As tarefas:
A. Na entrevista sobre arte e mídia, o que a pessoa entrevistada diz que todo artista quer?
B. Prossiga a entrevista sobre arte e mídia a partir da última frase apresentada.

Texto para leitura:
======

“Eu perguntaria para mim mesmo se é difícil ser quem você é e se desenvolver naturalmente diante do que o público diz que você é.”
Então, é difícil?
“Absolutamente. Todo artista quer ser ouvido ou visto. Quando você faz um disco que pega, é difícil não querer ser a pessoa que a imprensa parece amar. É um desafio se separar disso e apenas ser quem você é para que a sua arte evolua.”
E a mídia tem tido muito interesse no que você faz, as suas letras atraem muita atenção e até quem faz as críticas fica muito interessante para a mídia. Como esse ciclo funciona para você?
“Sempre ajuda quando a mídia dá atenção. Quanto mais eles publicam as minhas visões sobre situações sócio-políticas, maiores são as chances das pessoas terem acesso aos artigos e considerarem o que eu tenho falado; conseqüentemente eles mesmos pensarem criticamente.

======

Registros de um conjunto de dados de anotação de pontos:
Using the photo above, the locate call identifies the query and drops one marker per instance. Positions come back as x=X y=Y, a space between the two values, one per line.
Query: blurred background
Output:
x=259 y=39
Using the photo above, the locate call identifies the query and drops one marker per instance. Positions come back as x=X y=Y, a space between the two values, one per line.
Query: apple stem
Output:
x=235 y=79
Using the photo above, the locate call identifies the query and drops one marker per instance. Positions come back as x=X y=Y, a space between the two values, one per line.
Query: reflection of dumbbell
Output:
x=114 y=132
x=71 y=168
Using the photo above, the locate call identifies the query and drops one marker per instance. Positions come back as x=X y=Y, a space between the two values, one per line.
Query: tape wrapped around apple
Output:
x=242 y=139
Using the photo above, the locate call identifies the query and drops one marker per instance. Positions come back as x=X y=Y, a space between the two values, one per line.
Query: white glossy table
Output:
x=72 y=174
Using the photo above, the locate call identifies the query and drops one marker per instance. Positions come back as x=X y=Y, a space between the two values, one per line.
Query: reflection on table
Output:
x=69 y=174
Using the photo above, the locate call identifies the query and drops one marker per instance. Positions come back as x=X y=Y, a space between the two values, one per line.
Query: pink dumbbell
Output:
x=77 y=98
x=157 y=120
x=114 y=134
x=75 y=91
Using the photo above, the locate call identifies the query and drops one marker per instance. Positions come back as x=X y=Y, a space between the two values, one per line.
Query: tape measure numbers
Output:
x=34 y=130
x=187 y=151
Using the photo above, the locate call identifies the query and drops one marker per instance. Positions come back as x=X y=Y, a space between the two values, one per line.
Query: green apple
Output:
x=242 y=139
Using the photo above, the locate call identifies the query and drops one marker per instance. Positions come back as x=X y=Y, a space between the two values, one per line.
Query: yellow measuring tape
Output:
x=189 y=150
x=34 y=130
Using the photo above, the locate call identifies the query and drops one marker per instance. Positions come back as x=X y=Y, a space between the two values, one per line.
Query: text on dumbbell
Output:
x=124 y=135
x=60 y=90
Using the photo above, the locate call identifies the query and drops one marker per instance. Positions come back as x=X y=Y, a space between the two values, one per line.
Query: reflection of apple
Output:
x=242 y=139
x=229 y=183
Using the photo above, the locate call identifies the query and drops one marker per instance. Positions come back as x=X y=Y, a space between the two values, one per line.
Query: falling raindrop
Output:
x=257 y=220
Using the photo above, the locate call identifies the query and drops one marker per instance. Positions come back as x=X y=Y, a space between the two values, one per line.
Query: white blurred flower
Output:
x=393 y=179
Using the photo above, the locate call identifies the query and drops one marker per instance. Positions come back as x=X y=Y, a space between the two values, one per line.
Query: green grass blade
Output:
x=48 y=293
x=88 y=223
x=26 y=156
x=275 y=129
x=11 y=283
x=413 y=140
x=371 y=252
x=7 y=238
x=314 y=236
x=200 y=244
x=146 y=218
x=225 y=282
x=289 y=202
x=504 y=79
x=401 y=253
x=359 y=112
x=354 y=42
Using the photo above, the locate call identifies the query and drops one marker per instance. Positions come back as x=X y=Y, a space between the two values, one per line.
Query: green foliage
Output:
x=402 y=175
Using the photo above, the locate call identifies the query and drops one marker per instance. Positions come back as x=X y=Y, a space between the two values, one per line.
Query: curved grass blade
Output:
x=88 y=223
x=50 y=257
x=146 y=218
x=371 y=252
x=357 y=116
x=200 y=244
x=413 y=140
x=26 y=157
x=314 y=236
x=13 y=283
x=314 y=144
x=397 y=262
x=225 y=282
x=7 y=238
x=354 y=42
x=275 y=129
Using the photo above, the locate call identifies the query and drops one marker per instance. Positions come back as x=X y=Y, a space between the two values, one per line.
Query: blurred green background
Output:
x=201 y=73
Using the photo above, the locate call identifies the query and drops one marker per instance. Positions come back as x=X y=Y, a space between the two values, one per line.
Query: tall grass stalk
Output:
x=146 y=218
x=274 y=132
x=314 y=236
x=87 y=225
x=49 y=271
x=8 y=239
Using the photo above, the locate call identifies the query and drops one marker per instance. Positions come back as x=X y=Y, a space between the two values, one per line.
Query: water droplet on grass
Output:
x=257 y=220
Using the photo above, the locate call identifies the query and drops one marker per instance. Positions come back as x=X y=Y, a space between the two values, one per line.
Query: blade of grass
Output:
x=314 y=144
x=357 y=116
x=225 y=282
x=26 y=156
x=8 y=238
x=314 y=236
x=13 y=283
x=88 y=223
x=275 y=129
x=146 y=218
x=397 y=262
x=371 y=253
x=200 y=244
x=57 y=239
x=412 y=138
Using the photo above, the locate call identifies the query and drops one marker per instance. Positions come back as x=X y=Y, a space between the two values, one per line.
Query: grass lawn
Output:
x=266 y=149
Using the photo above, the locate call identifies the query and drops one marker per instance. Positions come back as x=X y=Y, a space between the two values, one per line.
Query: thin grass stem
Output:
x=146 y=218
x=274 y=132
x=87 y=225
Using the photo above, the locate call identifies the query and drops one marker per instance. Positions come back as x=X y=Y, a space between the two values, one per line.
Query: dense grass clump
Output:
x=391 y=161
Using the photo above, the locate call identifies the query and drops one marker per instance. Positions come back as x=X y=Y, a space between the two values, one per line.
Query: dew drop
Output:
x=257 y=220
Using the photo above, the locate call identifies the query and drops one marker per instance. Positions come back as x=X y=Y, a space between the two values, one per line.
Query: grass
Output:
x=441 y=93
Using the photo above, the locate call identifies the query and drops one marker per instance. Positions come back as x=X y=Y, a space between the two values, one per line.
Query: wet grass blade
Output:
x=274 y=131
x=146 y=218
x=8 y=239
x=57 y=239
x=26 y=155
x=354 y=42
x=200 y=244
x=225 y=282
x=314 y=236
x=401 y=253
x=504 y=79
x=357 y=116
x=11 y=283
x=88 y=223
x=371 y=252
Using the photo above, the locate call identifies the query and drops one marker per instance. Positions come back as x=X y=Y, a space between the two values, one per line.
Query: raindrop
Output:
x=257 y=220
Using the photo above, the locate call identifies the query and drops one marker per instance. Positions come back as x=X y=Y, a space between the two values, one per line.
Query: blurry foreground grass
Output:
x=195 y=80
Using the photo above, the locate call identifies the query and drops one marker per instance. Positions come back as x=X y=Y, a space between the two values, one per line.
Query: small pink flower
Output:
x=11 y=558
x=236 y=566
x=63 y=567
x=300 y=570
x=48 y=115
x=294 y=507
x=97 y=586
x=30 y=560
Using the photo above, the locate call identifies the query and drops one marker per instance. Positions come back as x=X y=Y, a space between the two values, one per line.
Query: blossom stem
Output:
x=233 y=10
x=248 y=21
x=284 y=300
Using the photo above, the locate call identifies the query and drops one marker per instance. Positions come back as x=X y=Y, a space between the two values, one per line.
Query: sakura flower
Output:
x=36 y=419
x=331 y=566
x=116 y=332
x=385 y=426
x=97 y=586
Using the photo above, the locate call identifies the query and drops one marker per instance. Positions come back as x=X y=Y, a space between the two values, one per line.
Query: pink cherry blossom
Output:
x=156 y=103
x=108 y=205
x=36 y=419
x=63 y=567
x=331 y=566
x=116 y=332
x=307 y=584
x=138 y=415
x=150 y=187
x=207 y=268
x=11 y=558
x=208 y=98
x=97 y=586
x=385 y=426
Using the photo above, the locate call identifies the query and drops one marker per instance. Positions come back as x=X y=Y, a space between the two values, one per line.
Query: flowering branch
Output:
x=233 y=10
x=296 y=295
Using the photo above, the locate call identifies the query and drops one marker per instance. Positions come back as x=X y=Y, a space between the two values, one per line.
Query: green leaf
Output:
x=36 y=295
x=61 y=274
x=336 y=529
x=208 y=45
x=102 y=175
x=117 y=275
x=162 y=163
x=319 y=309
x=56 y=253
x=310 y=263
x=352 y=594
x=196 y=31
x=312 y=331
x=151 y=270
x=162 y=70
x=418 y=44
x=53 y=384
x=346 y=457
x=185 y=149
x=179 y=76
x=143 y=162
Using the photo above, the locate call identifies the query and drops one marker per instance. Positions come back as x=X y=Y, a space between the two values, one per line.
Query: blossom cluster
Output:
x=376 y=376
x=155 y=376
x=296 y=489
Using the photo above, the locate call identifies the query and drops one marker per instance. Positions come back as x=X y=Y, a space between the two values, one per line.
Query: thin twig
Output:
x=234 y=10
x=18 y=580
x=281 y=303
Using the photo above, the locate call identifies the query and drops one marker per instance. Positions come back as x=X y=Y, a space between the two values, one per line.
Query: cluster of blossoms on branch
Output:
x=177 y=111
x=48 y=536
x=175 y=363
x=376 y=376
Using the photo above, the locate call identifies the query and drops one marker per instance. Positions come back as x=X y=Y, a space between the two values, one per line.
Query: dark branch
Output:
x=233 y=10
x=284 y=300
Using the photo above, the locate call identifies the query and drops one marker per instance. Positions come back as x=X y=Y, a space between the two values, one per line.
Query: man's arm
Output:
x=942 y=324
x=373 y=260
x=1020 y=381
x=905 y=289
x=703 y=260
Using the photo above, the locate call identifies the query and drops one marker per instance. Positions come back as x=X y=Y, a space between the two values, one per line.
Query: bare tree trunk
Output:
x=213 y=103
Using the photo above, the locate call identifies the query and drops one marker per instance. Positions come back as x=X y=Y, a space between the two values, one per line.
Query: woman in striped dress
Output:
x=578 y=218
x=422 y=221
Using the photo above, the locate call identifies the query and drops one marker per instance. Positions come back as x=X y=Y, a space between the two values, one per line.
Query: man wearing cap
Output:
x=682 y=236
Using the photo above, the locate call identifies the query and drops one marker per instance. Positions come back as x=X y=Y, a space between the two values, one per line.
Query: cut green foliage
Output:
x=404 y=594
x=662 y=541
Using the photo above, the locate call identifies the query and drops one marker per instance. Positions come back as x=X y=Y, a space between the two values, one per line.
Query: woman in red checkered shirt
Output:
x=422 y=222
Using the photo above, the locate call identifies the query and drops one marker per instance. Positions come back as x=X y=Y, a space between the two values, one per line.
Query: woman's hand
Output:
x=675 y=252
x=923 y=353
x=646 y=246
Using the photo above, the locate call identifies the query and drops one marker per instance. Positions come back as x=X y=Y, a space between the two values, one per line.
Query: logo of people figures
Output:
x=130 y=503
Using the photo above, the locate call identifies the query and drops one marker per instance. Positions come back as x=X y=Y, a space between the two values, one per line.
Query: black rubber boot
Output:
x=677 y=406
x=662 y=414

======

Respostas por tarefa:
A. Ser ouvido ou visto.

B.
“Surpreendentemente eu não tenho cruzado com muito críticas negativas. Eu acho que o principal dilema é que I Phantom é um pouco complexo demais para muitos críticos. Modestamente, eu acho que é apenas o resultado dos tempos. Rap é tão simples hoje em dia que leva apenas uma ou duas escutadas para absorver a maioria dos discos. Por um tempo, eu sentia que eu tinha me rebaixado por ter colocado algum pensamento no meu trabalho.”
A CIA ou o FBI está atrás de você?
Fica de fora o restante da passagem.